▶ [Written instruction]: Change "teaching note" to "study note" wherever it occurs in the material below, and reproduce every line otherwise unchanged, omitting the pictures.

Start Given records

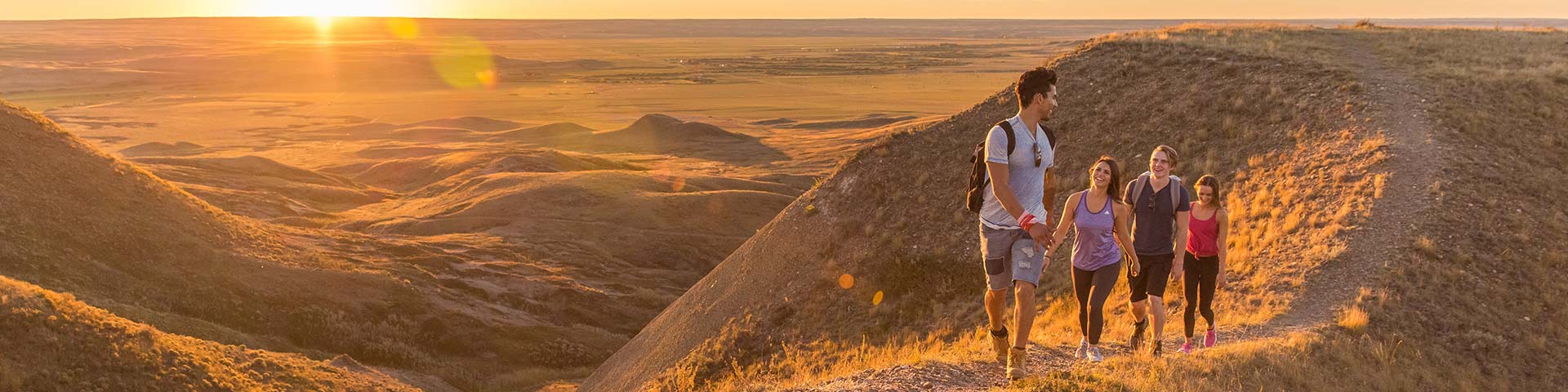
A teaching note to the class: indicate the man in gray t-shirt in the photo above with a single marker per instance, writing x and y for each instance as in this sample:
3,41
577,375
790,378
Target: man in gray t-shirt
1013,214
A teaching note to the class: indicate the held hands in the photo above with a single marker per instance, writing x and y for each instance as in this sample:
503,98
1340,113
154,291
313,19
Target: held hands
1037,229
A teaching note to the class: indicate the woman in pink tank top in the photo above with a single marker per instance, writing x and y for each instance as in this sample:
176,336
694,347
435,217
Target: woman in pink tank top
1206,229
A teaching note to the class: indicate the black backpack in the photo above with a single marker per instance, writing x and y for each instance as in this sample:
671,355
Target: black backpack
978,175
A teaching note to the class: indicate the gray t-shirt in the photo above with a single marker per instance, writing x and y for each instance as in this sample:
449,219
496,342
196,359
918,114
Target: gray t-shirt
1155,229
1026,179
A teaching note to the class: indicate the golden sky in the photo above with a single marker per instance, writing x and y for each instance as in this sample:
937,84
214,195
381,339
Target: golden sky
791,8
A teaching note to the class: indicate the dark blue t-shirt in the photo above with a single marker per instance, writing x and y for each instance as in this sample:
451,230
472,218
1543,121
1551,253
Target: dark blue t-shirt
1153,229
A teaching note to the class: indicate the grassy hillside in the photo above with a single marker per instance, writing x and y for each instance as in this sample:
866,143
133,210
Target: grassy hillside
1280,127
121,238
1465,301
54,342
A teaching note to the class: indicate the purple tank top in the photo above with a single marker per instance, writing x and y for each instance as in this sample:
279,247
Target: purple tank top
1097,243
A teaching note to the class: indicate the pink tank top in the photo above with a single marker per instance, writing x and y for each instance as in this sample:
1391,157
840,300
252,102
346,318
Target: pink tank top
1203,235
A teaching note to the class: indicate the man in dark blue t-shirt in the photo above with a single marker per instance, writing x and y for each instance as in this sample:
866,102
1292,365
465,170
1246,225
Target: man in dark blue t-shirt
1159,235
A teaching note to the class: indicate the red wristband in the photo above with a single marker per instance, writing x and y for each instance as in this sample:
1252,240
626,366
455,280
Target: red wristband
1026,221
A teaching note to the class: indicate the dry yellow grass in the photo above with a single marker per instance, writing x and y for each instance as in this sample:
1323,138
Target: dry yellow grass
1298,172
1471,314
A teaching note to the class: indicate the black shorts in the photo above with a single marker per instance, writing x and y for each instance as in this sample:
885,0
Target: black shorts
1155,272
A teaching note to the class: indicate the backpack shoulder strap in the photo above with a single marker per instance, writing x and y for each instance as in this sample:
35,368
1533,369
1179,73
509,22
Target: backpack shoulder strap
1137,189
1051,136
1010,137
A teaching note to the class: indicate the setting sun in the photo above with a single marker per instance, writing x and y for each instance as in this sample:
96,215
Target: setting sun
323,11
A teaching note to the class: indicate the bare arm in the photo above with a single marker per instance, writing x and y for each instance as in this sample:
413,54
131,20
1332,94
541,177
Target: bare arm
1223,228
1068,212
1179,243
1051,190
1000,187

End Given records

▶ [Complete response]:
A study note to the class: indicate the man in gray t-shirt in the photo above with a single marker per instance, writing x and y for each instance as in this sample:
3,41
577,375
790,378
Target: man in gray t-shirt
1013,214
A study note to the class: indicate the held hands in the photo above with a single marker per instance, writing x and y for each instance as in this sample:
503,98
1340,113
154,291
313,19
Target: held hands
1037,229
A study note to the class: indicate the woman in pink tank top in the photo above with a single marker per instance, writing x and y for each instance as in this sample:
176,336
694,347
435,217
Target: woman in pink tank top
1206,229
A study note to the class: indicate the black backpack in the photo above with a single marker per instance, writing x and y for each instance as in this sample:
671,355
Target: black backpack
978,175
A study note to the class: indicate the gray t-shirt in the photo above with a single marker per instance, writing x and y for each instance as in this sample:
449,219
496,342
196,359
918,114
Target: gray t-shirt
1155,229
1026,179
A study note to the class: indicate the golden sky in the photo above with a single marker per instance, writing x and y for each instance as in this sample:
937,84
214,195
381,339
Target: golden sky
791,8
A study note to the class: indicate the dark blue t-shirt in the photo above with a single marker per instance, writing x and y for each instance as in this sample:
451,230
472,218
1543,121
1551,253
Target: dark blue t-shirt
1153,229
A study note to the class: indicate the grassy hillside in the photo above with a single marker per instance, writing x and y for each instance as in this sample:
866,143
133,210
Target: grassy hillside
1280,127
121,238
1465,301
54,342
A study note to the class: indicate the purple tank top in the photo above with a single marker per instance, writing x and y for each instance as in this sample:
279,247
Target: purple tank top
1097,243
A study note to the class: indicate the pink tank top in the photo above with a single marker per instance, writing x and y for each instance as in this sample:
1391,157
840,300
252,102
346,318
Target: pink tank top
1203,235
A study note to the class: indicate the man in dark blue t-shirt in the photo above with a single marker per instance, writing x and y for each instance as in this sample:
866,102
1292,365
465,170
1246,225
Target: man in dark blue t-shirt
1159,235
A study note to the class: indicate the red wristband in the photo above with a single marker per instance, writing x and y for each instance as in this sample:
1252,240
626,366
455,280
Target: red wristband
1026,221
A study note to the class: indicate the dry yellow grass in the photo above with a single marker per instance, writing x and y for each instance as in this sample:
1323,138
Target: dry yellow grass
1298,172
1471,314
A study note to the class: indicate the black shorts in the photo above with a single marker per instance, writing x and y for each instance as in this sample:
885,0
Target: black shorts
1155,272
A study note to the class: indicate the backpack shoulder strap in the photo above with a single marker per instance, writing x and y for each instance as in this sample:
35,368
1533,369
1179,73
509,22
Target: backpack shoulder strap
1137,189
1051,136
1010,137
A study note to the class: indicate the setting sun in the photo above with a single marker per instance, writing x and y for each instance as in this sample:
96,215
Target: setting sun
323,11
A study note to the class: indicate the bare arm in the photo above with a single marker per instance, writing x and y for each instance as in this sample:
413,54
131,20
1332,94
541,177
Target: bare arm
1223,228
1068,212
1179,243
1051,190
1000,187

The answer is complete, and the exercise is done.